Reproduce every entry exactly.
═══ Data shown
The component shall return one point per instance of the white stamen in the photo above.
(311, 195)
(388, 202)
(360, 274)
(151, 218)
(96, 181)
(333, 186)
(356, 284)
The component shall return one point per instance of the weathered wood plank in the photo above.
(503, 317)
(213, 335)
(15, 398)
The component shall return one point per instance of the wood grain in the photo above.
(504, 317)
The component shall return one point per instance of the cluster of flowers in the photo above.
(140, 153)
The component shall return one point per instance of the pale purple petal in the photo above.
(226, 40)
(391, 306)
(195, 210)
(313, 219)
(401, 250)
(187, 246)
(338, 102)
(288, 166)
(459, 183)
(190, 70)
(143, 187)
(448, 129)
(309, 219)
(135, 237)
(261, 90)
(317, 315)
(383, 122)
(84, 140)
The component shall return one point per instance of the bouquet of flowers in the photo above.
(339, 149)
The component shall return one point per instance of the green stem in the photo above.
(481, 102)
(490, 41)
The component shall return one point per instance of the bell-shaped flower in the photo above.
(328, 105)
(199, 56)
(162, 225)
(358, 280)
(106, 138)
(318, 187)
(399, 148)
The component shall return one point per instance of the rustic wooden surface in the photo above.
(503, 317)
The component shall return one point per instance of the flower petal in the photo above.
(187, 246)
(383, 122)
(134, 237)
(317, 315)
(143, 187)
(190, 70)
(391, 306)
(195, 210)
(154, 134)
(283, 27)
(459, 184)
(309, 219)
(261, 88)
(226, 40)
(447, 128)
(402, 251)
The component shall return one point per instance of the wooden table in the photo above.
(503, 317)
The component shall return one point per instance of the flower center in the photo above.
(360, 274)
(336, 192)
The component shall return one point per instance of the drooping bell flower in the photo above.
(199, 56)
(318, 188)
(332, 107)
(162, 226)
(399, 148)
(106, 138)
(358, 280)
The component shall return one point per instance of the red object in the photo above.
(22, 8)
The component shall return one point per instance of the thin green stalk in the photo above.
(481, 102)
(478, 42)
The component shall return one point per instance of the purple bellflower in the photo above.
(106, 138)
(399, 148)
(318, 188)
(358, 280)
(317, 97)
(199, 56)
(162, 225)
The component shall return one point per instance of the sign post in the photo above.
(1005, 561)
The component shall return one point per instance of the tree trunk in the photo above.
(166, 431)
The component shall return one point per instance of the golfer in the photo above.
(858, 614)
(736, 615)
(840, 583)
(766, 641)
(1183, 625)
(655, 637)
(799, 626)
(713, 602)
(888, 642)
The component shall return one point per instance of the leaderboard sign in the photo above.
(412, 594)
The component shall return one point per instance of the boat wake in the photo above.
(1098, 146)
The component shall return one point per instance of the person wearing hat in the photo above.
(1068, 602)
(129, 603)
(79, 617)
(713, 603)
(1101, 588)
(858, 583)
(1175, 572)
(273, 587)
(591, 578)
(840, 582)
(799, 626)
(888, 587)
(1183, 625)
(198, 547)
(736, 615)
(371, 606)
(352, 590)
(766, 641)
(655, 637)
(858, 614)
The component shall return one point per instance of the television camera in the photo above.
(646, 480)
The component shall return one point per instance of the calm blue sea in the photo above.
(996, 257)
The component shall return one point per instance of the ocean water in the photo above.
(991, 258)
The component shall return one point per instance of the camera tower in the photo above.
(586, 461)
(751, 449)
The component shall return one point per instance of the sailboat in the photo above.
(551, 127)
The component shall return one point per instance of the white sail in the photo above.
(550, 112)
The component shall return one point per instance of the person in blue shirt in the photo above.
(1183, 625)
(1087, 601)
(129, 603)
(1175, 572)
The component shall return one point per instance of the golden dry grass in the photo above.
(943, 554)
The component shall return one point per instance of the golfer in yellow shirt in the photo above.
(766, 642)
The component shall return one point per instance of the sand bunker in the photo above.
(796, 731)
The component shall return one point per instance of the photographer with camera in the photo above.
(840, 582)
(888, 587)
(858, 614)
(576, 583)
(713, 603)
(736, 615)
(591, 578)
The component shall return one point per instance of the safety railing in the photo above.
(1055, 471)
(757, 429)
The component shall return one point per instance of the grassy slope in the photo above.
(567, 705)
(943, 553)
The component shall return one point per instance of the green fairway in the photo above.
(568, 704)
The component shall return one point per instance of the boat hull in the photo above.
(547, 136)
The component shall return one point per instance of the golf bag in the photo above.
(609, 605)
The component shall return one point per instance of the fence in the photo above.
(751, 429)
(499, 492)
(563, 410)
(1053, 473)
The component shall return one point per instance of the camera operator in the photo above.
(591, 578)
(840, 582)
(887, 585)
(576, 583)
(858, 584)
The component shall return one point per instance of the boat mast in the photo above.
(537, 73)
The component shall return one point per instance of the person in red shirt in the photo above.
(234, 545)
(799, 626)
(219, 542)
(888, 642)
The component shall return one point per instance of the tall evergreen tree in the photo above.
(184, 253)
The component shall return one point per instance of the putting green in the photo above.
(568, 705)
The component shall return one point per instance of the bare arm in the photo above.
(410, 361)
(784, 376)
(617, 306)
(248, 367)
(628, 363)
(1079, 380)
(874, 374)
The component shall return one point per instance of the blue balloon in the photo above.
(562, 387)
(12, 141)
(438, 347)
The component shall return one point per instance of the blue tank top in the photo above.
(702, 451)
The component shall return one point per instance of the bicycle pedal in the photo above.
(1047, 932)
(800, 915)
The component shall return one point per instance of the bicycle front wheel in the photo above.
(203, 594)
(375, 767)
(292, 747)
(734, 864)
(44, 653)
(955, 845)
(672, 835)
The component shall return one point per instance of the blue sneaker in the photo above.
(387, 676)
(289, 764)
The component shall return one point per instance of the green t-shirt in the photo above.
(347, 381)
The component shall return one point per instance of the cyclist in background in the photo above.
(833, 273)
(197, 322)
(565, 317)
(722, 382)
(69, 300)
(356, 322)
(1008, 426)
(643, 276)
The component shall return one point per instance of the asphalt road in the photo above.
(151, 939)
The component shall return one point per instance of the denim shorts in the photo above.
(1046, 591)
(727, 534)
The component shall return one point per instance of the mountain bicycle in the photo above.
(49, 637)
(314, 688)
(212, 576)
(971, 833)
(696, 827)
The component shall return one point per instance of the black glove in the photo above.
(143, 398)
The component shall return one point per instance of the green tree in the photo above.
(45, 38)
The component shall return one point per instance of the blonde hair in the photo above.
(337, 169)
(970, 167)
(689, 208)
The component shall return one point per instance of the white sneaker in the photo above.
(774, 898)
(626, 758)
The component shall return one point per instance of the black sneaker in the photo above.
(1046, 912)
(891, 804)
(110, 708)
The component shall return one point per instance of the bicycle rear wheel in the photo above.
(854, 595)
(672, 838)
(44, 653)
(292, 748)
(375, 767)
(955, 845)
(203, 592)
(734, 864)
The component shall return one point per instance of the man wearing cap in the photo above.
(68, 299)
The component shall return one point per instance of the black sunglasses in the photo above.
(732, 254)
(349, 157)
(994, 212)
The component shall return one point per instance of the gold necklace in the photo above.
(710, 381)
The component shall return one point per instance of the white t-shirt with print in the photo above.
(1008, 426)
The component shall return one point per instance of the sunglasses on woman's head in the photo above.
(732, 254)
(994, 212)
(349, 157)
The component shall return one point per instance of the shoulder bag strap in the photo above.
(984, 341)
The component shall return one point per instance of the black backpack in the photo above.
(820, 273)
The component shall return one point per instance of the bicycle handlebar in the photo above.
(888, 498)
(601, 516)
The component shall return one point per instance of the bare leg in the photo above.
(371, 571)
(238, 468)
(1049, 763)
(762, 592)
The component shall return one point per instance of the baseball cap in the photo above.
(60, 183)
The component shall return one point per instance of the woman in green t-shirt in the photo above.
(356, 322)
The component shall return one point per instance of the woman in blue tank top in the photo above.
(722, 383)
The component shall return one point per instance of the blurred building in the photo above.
══════
Written response:
The component shall return one point per instance of the white stamen in the photo above.
(311, 195)
(388, 202)
(360, 274)
(151, 218)
(96, 181)
(333, 186)
(356, 284)
The component shall return one point per instance of the weathered wood plank in the photo above.
(503, 317)
(213, 335)
(15, 398)
The component shall return one point per instance of the wood grain in the photo above.
(504, 317)
The component shall return one point per instance of the cluster of flowers in the photo above.
(140, 153)
The component shall return one point per instance of the pale purple petal in the photo above.
(226, 40)
(391, 306)
(195, 210)
(313, 219)
(401, 250)
(187, 246)
(338, 102)
(288, 166)
(459, 183)
(190, 70)
(143, 187)
(448, 129)
(309, 219)
(135, 237)
(261, 90)
(317, 315)
(383, 122)
(84, 140)
The component shall return one point per instance of the bouquet of flowers in the photo above.
(339, 149)
The component shall return one point per instance of the green stem in the photo above.
(481, 102)
(490, 41)
The component shall return one point per instance of the bell-shaped flower in the photo above.
(328, 105)
(199, 56)
(162, 225)
(358, 280)
(106, 138)
(318, 187)
(399, 148)
The component shall return one point per instance of the rustic wooden surface in the photo above.
(503, 317)
The component shall return one point per instance of the flower petal in the photo above.
(187, 246)
(383, 122)
(134, 237)
(317, 315)
(143, 187)
(190, 70)
(391, 306)
(195, 210)
(154, 134)
(283, 27)
(459, 184)
(309, 219)
(261, 88)
(226, 40)
(447, 128)
(402, 251)
The component shall return one point per instance of the wooden table in the photo above.
(503, 317)
The component shall return one point per instance of the flower center in the photo above.
(360, 274)
(336, 192)
The component shall return one point per instance of the drooping bell flower in the photo above.
(199, 56)
(318, 188)
(332, 107)
(162, 226)
(399, 148)
(106, 138)
(358, 280)
The component shall return one point per instance of the red object in the photo above.
(22, 8)
The component shall return one point per instance of the thin green stalk in the photo above.
(481, 102)
(478, 42)
The component shall return one point per instance of the purple bellflower in the photo above.
(106, 138)
(399, 148)
(318, 188)
(358, 280)
(317, 97)
(199, 56)
(162, 225)
The component shall return one point per instance of the sign post in the photo above.
(1005, 561)
The component shall return one point per instance of the tree trunk in the photo above.
(166, 431)
The component shall return one point per instance of the golfer in the photo above.
(858, 614)
(736, 615)
(840, 583)
(766, 641)
(1183, 625)
(655, 637)
(799, 626)
(713, 602)
(888, 642)
The component shall return one point per instance of the leaderboard sign in the photo above.
(412, 594)
The component shall return one point per instance of the boat wake in the photo above.
(1098, 146)
The component shall return one point per instance of the person wearing hat in the photo above.
(1068, 602)
(129, 603)
(79, 617)
(713, 603)
(1101, 588)
(858, 583)
(1175, 572)
(273, 587)
(591, 578)
(840, 582)
(799, 626)
(888, 587)
(1183, 625)
(198, 547)
(736, 615)
(371, 606)
(352, 590)
(766, 641)
(655, 637)
(858, 614)
The component shall return one point per instance of the television camera in the photo above.
(646, 480)
The component shall return one point per instance of the calm blue sea in the photo above.
(996, 257)
The component shall return one point per instance of the ocean water in the photo above.
(991, 258)
The component shall return one point per instance of the camera tower in the photo above.
(586, 461)
(751, 449)
The component shall return one point per instance of the sailboat in the photo above.
(551, 127)
The component shall return one point per instance of the white sail in the photo above.
(550, 112)
The component shall return one point per instance of the person in blue shirt in the photo above.
(1183, 625)
(1087, 601)
(129, 603)
(1175, 572)
The component shall return one point per instance of the golden dry grass in the photo above.
(943, 554)
The component shall return one point per instance of the golfer in yellow shirt in the photo above.
(766, 642)
The component shall return one point per instance of the sand bunker in the photo above.
(796, 731)
The component shall return one point per instance of the photographer with camera in the photo above.
(840, 582)
(888, 587)
(858, 614)
(576, 583)
(713, 603)
(736, 615)
(591, 578)
The component shall return one point per instance of the safety railing in the photo above.
(1055, 471)
(757, 429)
The component shall return one point per instance of the grassy slope in the photo above.
(567, 705)
(943, 553)
The component shall return one point per instance of the green fairway in the photo above.
(568, 704)
The component shall return one point per instance of the boat hull in the photo above.
(547, 136)
The component shall return one point per instance of the golf bag in the photo above.
(609, 605)
The component shall return one point per instance of the fence in the photo above.
(751, 429)
(499, 492)
(563, 410)
(1053, 473)
The component shall return one point per instance of the camera operator in the photo above.
(591, 578)
(840, 582)
(887, 585)
(576, 583)
(858, 584)
The component shall return one point per instance of the boat mast in the photo above.
(537, 73)
The component shall return one point per instance of the person in red shirt in the photo above.
(234, 545)
(799, 626)
(219, 542)
(888, 642)
The component shall return one point per instance of the tall evergreen tree in the photo above.
(184, 253)
The component shall return one point per instance of the putting green in the photo above.
(568, 705)
The component shall return one point per instance of the bare arm in the photo above.
(410, 361)
(784, 376)
(617, 306)
(248, 367)
(628, 363)
(1079, 380)
(874, 374)
The component shall return one point per instance of the blue balloon in the photo above.
(562, 387)
(12, 141)
(438, 347)
The component shall return one point per instance of the blue tank top in the photo above.
(702, 451)
The component shall return one point per instance of the bicycle pedal in the photo above.
(1047, 932)
(800, 915)
The component shall return one point per instance of the bicycle front wheel in the photo above.
(203, 594)
(375, 767)
(292, 747)
(734, 864)
(44, 653)
(955, 845)
(672, 835)
The component shall return one point per instance of the blue sneaker in the photo above.
(387, 676)
(289, 764)
The component shall return one point per instance of the green t-shirt in the photo above.
(347, 381)
The component shall return one point per instance of the cyclist in background in the photo above.
(833, 273)
(197, 322)
(565, 317)
(722, 382)
(69, 300)
(356, 322)
(1008, 426)
(643, 276)
The component shall return one point per instance of the asphalt road in the photo above.
(151, 939)
The component shall return one point per instance of the denim shorts in the photo above.
(1046, 591)
(727, 534)
The component shall return one point per instance of the mountain bicycle in the photo above.
(49, 637)
(314, 688)
(212, 576)
(971, 833)
(696, 827)
The component shall return one point per instance of the black glove in the photo above.
(143, 398)
The component shall return one point per instance of the green tree in the photo above.
(45, 38)
The component shall return one point per instance of the blonde hair in the photo above.
(337, 169)
(970, 167)
(689, 208)
The component shall return one point per instance of the white sneaker in the photo above.
(774, 898)
(626, 758)
The component shall return one point per instance of the black sneaker in the photo above.
(1046, 912)
(891, 804)
(110, 708)
The component shall return one point per instance of the bicycle rear wheel in the photo above.
(854, 595)
(672, 838)
(44, 653)
(292, 748)
(375, 767)
(955, 845)
(203, 592)
(734, 864)
The component shall return one point per instance of the man wearing cap in the photo above.
(68, 299)
The component shall return one point per instance of the black sunglasses in the photo above.
(732, 254)
(349, 157)
(994, 212)
The component shall return one point per instance of the gold necklace in the photo above.
(710, 381)
The component shall return one point per instance of the white t-shirt with print in the photo above.
(1008, 426)
The component shall return one point per instance of the sunglasses on woman's head in the photo above.
(732, 254)
(994, 212)
(349, 157)
The component shall return one point per instance of the shoulder bag strap in the photo above.
(984, 341)
The component shall return one point per instance of the black backpack in the photo above.
(820, 273)
The component shall return one point per instance of the bicycle handlebar in the photo above.
(888, 498)
(601, 516)
The component shall return one point per instance of the bare leg in the photo above.
(371, 571)
(238, 468)
(1049, 763)
(762, 592)
The component shall return one point per instance of the baseball cap in the photo above.
(60, 183)
The component shall return one point per instance of the woman in green t-shirt in the photo above.
(356, 322)
The component shall return one point per instance of the woman in blue tank top in the photo above.
(722, 383)
The component shall return one point per instance of the blurred building in the photo above.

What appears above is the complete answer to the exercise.